What to do:
Set down the material once more, exactly as it appears.

[Pointing dataset excerpts]
____

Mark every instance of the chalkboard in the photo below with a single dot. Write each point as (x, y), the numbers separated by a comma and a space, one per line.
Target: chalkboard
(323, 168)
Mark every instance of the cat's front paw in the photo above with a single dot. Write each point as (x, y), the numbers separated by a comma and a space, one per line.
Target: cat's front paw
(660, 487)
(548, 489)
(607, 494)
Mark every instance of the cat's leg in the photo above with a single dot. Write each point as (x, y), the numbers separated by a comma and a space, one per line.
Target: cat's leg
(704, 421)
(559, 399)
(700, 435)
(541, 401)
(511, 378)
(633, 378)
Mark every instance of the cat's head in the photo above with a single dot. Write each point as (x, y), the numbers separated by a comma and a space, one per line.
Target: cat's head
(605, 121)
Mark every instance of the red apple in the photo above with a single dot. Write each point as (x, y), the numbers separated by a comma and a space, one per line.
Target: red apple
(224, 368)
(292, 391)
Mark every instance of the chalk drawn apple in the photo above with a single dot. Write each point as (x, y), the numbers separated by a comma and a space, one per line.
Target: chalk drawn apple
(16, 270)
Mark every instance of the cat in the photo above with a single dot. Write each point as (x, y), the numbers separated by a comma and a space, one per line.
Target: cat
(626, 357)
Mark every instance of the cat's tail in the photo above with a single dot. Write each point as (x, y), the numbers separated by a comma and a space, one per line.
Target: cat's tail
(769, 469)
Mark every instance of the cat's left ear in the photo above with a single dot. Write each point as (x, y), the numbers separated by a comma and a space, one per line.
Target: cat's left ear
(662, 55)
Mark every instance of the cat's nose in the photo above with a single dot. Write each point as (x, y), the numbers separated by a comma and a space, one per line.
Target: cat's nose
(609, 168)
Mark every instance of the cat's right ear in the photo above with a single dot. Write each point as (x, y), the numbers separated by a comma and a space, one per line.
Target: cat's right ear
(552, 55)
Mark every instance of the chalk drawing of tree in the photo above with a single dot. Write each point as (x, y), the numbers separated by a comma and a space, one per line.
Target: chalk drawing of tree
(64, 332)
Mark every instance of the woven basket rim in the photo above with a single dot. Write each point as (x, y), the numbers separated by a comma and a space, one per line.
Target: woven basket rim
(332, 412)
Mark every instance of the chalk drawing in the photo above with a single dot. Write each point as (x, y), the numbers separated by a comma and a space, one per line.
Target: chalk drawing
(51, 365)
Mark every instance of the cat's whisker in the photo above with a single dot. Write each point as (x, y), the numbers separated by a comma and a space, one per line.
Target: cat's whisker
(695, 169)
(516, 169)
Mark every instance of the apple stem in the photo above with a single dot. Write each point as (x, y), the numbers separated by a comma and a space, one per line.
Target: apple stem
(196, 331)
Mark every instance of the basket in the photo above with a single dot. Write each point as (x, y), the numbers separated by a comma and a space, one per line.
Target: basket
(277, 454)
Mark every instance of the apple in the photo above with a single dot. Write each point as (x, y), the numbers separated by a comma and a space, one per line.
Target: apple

____

Expected output:
Mark every instance of the chalkboard in the photo below with a single dot. Write each point as (x, y), the numbers separated by a comma and a space, one per line.
Target: chalkboard
(323, 168)
Mark every instance of the cat's front paw in the photo above with a single dot. Write each point as (x, y), the numbers separated by a comma and a space, one per line.
Target: cat's front paw
(660, 487)
(548, 489)
(607, 494)
Mark every instance of the cat's leg in the photo above with a single dot. Write each point as (x, y), the numbers separated by a comma and a space, one per line.
Target: cat's leg
(704, 421)
(559, 399)
(700, 435)
(541, 401)
(511, 378)
(633, 378)
Mark every instance of the cat's head in the photo above with a single dot. Write each point as (x, y), the numbers separated by a comma and a space, one per line.
Target: cat's head
(605, 121)
Mark every instance of the red apple in the photo above with a single dot. Write each point as (x, y), the numbers separated by a comma and a space, one per line.
Target: red apple
(224, 368)
(292, 391)
Mark every instance of the chalk drawn apple in the photo above with a single dot. Write each point as (x, y), the numbers separated by a comma and a space, one per line.
Target: chalk drawn apple
(16, 270)
Mark every instance of the cat in the photo above with a single dot. Write each point as (x, y), the numbers separated by a comma and a space, one per line.
Target: cat
(626, 357)
Mark every instance of the cat's tail in the photo above with a single dot. Write each point as (x, y), the numbers separated by a comma and a space, one per line.
Target: cat's tail
(769, 469)
Mark every instance of the cat's left ear in the photo above with a single dot. Write each point as (x, y), the numbers separated by a comma and a space, one per line.
Target: cat's left ear
(662, 55)
Mark every instance of the cat's nose in the photo above with a single dot. Write each point as (x, y), the numbers separated by a comma and a space, one per line.
Target: cat's nose
(609, 168)
Mark every instance of the cat's right ear in the photo above with a single dot. Write each point as (x, y), the numbers separated by a comma and a space, one per line.
Target: cat's right ear
(552, 55)
Mark every instance of the chalk drawing of tree in the photo above with a single dot. Write each point as (x, y), the numbers separated by a comma and a space, one per line.
Target: chalk drawing of tree
(64, 332)
Mark every instance of the woven basket rim in the photo above with a single dot. Write each point as (x, y), the numbers separated by a comma and a space, one per line.
Target: woven basket rim
(332, 412)
Mark every instance of the chalk drawing in the photo above with a single dot. Write each point as (x, y), the numbers separated by a comma and a space, one per line.
Target: chalk drawing
(51, 365)
Mark every instance of the cat's whisker in the photo above with a single dot. Write each point as (x, y), the numbers separated by a comma and a space, one per line.
Target: cat's whisker
(695, 169)
(516, 169)
Mark every instance of the apple stem in the photo above with a single dot. Write each point as (x, y), the numbers separated by a comma and a space, one per line.
Target: apple stem
(196, 331)
Mark every instance of the basket in the photo above with a single dot. Write each point as (x, y), the numbers separated by a comma and a space, one per line.
Target: basket
(277, 454)
Mark every instance of the apple in the photo above with a single dot. Write each point as (x, y), the numbers separated by a comma and a space, one per line.
Target: apple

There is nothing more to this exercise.